US seeks to ‘de-risk’ its relationship with China, national security adviser says

  • Jake Sullivan uses same language as EU leader Ursula von der Leyen, in a bid to more closely align Washington and Brussels approaches to Beijing
  • Meanwhile, US intel chiefs do not believe a conflict with the PRC is either imminent or inevitable’ and seek to ensure ‘no miscalculation’
US President Joe Biden seeks a “de-risking” but not decoupling with China to forge a new consensus for the international economic order, National Security Adviser Jake Sullivan said on Thursday, in remarks reflecting a bid to align the US more closely with the European Union on China.

“We converged with key European leaders in saying we are for de-risking, not for decoupling,” he said during a speech at the Brookings Institution in Washington.

“De-risking fundamentally means having resilient, effective supply chains and ensuring we cannot be subjected to the coercion of any other country,” Sullivan added.

European Commission President Ursula von der Leyen used the same language in a policy speech just weeks ago in Brussels, then travelled to Beijing with French President Emmanuel Macron to deliver that message directly to Chinese President Xi Jinping.
European Commission President Ursula von der Leyen stressed the “de-risking, not decoupling” theme in a policy speech on March 30. Photo: EPA-EFE
In her address, von der Leyen focused on the “de-risking” strategy – shorthand for weaning Europe off Chinese supplies of critical minerals and restricting trade in sensitive technologies – including artificial intelligence, microchips and quantum computing.

Such measures were to reduce the chance of intellectual property theft by Chinese companies and to avoid strengthening the Chinese military-industrial complex.

While not new among European leaders, the strategy was seen to show the difference, or at least nuance, in the approaches Brussels and Washington were taking towards Beijing.

With a rift widening on a range of issues while trade blacklists, export controls and investment reviews are increasing, investors and businesses across the world are concerned about a lasting split between the US and Chinese economies.

Sullivan said the Biden administration would continue its “tailored” restrictions on the most advanced semiconductor technology exports to China under the “small yard, high fence” strategy.

US firms in China are more worried about bilateral tensions: AmCham survey

Yet those measures were premised on protecting national security – and not meant to harm China, he added.

“They are not, as Beijing says, a technology blockade. They are not targeting emerging economies. They are focused on a narrow slice of technology and a small number of countries intent on challenging us militarily,” Sullivan said.

“We are not cutting off trade,” he said. “In fact, the United States continues to have a very substantial trade and investment relationship with China.”

To a degree, Sullivan was reiterating comments Biden himself has said about his policies not meant to hurt China. Also last week, US Treasury Secretary Janet Yellen also said the US did not seek to decouple from China, warning that a full untangling of the two economies would be “disastrous”.

□ □ □ □ □ □ □

### PROBLEMS
1) For the article on US–China de-risking, decide whether each statement agrees with it: (a) Sullivan said the administration would end its restrictions on advanced semiconductor exports to China; (b) von der Leyen traveled to Beijing with French President Emmanuel Macron; (c) Yellen said a full untangling of the two economies would be beneficial. Answer yes or no for each, quoting the deciding words.
2) Reproduce the part of the article on US–China de-risking that opens with the words containing "European Commission President Ursula von der Leyen used" and closes with "and quantum computing.".

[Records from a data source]
□ □ □ □ □ □ □

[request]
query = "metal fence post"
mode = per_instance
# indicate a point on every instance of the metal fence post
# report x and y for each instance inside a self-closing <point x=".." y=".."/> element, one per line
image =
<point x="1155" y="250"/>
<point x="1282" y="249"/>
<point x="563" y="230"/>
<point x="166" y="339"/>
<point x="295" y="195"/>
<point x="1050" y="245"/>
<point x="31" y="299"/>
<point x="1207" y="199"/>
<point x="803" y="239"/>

□ □ □ □ □ □ □

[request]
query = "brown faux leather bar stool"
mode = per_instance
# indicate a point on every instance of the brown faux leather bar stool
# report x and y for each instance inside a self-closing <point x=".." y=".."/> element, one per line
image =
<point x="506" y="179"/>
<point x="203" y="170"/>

□ □ □ □ □ □ □

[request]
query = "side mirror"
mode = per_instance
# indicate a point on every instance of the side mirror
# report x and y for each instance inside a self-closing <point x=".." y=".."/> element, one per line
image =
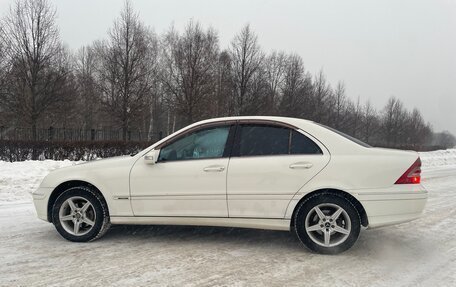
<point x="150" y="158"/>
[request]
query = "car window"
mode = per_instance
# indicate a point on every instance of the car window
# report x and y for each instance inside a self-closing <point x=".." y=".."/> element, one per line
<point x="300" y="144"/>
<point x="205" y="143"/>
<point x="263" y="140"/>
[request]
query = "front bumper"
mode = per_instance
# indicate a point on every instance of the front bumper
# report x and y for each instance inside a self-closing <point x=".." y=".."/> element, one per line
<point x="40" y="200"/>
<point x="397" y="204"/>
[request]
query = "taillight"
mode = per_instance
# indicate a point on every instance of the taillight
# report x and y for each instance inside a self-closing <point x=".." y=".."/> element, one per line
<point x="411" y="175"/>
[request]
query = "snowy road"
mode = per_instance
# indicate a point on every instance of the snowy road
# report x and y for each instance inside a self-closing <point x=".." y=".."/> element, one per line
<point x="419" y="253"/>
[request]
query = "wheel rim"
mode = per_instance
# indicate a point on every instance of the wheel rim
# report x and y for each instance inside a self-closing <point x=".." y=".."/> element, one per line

□ □ □ □ □ □ □

### EXERCISE ANSWERS
1)
(a) No: "Sullivan said the Biden administration would continue its “tailored” restrictions on the most advanced semiconductor technology exports to China"
(b) Yes: "then travelled to Beijing with French President Emmanuel Macron"
(c) No: "warning that a full untangling of the two economies would be “disastrous”"

2)
European Commission President Ursula von der Leyen used the same language in a policy speech just weeks ago in Brussels, then travelled to Beijing with French President Emmanuel Macron to deliver that message directly to Chinese President Xi Jinping.
European Commission President Ursula von der Leyen stressed the “de-risking, not decoupling” theme in a policy speech on March 30. Photo: EPA-EFE
In her address, von der Leyen focused on the “de-risking” strategy – shorthand for weaning Europe off Chinese supplies of critical minerals and restricting trade in sensitive technologies – including artificial intelligence, microchips and quantum computing.